[Detection annotation records]
▬▬▬

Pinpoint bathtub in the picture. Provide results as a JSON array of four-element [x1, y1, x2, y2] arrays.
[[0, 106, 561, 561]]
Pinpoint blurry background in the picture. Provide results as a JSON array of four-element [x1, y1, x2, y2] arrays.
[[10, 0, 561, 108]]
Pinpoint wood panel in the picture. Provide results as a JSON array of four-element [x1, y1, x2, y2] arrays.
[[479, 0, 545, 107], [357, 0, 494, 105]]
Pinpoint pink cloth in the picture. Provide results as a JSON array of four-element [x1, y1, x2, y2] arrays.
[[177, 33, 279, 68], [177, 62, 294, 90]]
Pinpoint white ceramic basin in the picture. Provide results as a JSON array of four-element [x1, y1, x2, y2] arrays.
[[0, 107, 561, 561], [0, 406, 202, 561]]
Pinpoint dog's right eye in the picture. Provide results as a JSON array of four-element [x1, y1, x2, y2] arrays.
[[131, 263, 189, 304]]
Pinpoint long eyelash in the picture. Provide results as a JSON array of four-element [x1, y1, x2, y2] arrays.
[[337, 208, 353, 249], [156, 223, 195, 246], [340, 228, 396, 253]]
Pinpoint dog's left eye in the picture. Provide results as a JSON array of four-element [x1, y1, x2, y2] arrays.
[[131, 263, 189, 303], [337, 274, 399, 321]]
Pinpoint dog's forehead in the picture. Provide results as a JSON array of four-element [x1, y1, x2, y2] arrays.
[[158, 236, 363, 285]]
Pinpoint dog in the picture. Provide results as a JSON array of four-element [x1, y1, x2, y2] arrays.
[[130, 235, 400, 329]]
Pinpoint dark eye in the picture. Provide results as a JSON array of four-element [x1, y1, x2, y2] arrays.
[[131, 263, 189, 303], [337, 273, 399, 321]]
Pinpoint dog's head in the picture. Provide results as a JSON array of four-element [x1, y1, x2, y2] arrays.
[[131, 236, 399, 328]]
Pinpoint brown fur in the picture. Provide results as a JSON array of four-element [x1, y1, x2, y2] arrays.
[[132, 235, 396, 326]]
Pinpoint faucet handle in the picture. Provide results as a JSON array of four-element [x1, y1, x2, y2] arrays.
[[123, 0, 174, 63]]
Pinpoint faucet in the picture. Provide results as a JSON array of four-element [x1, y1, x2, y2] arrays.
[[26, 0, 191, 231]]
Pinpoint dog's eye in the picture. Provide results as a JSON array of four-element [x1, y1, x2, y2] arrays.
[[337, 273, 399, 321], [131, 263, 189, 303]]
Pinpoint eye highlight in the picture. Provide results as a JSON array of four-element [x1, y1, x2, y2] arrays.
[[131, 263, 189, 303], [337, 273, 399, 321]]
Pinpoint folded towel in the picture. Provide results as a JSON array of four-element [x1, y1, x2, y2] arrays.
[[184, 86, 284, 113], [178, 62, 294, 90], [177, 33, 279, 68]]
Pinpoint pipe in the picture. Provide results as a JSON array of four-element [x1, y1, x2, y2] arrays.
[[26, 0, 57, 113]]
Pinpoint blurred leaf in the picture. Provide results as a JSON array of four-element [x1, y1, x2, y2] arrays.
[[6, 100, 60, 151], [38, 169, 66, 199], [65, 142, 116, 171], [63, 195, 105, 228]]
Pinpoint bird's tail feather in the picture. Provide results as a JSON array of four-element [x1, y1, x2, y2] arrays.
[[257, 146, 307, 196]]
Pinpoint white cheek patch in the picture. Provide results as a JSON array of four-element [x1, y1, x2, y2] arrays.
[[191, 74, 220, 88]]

▬▬▬

## WHAT THE TASK REQUIRES
Lay out the lines starting at the one containing "Pinpoint wood panel" and ending at the one containing "228, 396, 253]]" as a Markdown table with the columns Number and Record line, omitting blank lines.

## SOLUTION
| Number | Record line |
|---|---|
| 1 | Pinpoint wood panel in the picture. Provide results as a JSON array of four-element [x1, y1, x2, y2] arrays. |
| 2 | [[479, 0, 545, 107], [357, 0, 494, 105]] |
| 3 | Pinpoint pink cloth in the picture. Provide results as a JSON array of four-element [x1, y1, x2, y2] arrays. |
| 4 | [[177, 33, 279, 68], [177, 62, 294, 90]] |
| 5 | Pinpoint white ceramic basin in the picture. Provide results as a JSON array of four-element [x1, y1, x2, y2] arrays. |
| 6 | [[0, 107, 561, 561], [0, 406, 202, 561]] |
| 7 | Pinpoint dog's right eye in the picture. Provide results as a JSON array of four-element [x1, y1, x2, y2] arrays. |
| 8 | [[131, 263, 189, 304]] |
| 9 | Pinpoint long eyelash in the picture. Provide results as a JSON array of four-element [x1, y1, x2, y2] arrays. |
| 10 | [[337, 208, 353, 249], [156, 223, 195, 246], [340, 228, 396, 253]] |